* What to work on *
Scan the data below and pick out the lines containing the word "blurred".

* Dataset content *
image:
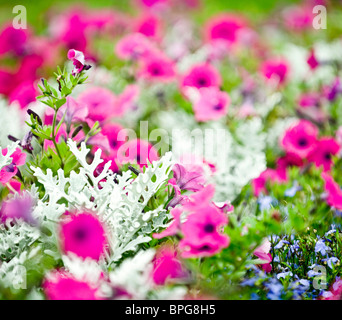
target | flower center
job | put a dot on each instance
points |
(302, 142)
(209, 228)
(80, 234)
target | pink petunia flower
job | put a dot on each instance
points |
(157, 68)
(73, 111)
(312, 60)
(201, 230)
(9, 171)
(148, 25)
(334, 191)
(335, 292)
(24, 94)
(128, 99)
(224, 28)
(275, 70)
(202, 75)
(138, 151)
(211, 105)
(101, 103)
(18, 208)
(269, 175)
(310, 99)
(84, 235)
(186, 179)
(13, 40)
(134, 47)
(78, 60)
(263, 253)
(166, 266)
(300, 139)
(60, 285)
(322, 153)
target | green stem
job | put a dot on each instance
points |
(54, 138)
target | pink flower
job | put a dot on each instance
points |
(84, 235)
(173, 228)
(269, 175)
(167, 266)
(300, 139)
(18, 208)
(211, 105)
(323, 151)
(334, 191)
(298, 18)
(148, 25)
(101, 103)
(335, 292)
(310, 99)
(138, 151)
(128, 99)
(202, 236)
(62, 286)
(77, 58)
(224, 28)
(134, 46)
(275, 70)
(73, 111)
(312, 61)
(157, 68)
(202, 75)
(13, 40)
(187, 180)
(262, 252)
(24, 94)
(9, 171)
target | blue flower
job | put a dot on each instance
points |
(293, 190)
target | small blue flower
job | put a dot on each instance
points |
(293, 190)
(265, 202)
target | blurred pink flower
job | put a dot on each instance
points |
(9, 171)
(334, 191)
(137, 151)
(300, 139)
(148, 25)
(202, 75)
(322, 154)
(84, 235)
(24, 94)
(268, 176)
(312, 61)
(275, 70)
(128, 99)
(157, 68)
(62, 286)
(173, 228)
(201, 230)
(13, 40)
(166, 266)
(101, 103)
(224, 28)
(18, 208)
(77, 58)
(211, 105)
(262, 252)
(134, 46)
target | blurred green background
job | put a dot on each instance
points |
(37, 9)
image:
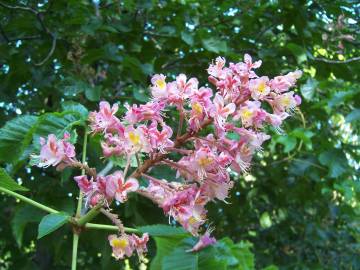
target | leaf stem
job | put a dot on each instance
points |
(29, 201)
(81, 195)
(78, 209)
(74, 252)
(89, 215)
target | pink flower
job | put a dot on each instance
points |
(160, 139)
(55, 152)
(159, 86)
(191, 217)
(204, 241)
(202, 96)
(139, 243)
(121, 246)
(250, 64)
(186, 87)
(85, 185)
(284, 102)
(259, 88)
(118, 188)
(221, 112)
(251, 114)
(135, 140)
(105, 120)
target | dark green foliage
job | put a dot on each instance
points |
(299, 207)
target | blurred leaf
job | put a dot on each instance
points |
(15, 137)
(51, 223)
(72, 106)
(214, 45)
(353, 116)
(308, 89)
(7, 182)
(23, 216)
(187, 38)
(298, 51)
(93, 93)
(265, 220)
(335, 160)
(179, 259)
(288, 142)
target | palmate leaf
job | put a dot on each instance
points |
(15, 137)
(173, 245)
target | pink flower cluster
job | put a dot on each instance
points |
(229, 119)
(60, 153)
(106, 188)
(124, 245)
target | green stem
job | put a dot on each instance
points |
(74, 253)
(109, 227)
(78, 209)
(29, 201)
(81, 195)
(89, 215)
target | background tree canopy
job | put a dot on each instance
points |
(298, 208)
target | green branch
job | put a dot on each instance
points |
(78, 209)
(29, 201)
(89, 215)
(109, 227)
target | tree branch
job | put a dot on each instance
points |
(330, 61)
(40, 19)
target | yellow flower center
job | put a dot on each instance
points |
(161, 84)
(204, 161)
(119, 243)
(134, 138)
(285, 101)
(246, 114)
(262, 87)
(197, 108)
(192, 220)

* * *

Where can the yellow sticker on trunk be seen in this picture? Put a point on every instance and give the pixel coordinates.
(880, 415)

==

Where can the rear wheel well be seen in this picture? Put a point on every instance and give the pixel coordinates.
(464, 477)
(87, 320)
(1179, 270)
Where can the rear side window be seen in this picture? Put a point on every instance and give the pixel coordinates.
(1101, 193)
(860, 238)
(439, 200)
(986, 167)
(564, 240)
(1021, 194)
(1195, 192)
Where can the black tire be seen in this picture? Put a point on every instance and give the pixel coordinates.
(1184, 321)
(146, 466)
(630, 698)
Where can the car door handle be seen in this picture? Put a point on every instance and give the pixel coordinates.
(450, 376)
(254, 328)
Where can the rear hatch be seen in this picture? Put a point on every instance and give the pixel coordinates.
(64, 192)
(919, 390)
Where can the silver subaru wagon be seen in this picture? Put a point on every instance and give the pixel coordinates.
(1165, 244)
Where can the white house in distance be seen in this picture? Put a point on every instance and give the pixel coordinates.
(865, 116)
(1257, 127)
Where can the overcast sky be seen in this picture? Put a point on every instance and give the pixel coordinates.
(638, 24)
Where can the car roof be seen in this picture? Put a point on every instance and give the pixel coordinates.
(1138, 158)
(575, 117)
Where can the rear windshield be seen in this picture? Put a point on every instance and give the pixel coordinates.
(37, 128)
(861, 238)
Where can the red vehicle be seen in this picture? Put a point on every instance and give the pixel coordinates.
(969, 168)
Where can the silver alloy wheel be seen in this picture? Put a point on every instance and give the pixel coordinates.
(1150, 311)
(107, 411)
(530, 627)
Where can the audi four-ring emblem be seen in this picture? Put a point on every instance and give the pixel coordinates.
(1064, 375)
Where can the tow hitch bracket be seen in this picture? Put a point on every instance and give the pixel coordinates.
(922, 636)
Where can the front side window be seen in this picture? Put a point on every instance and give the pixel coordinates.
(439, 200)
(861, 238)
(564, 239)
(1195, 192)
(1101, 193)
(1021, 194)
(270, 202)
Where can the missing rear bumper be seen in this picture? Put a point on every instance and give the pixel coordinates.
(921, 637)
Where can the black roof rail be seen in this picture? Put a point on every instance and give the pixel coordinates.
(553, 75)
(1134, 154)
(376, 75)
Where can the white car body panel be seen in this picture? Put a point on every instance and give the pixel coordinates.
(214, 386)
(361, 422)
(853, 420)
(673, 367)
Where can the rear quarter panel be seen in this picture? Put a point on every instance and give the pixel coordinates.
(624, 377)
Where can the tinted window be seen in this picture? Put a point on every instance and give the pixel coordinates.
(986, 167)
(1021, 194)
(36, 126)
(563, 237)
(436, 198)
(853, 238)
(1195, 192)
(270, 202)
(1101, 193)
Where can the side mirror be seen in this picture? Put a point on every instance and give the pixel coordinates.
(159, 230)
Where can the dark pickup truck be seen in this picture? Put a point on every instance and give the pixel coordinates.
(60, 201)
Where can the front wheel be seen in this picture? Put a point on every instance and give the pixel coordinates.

* Solution to this exercise *
target | blurred pink flower
target | blurred green background
target | blurred leaf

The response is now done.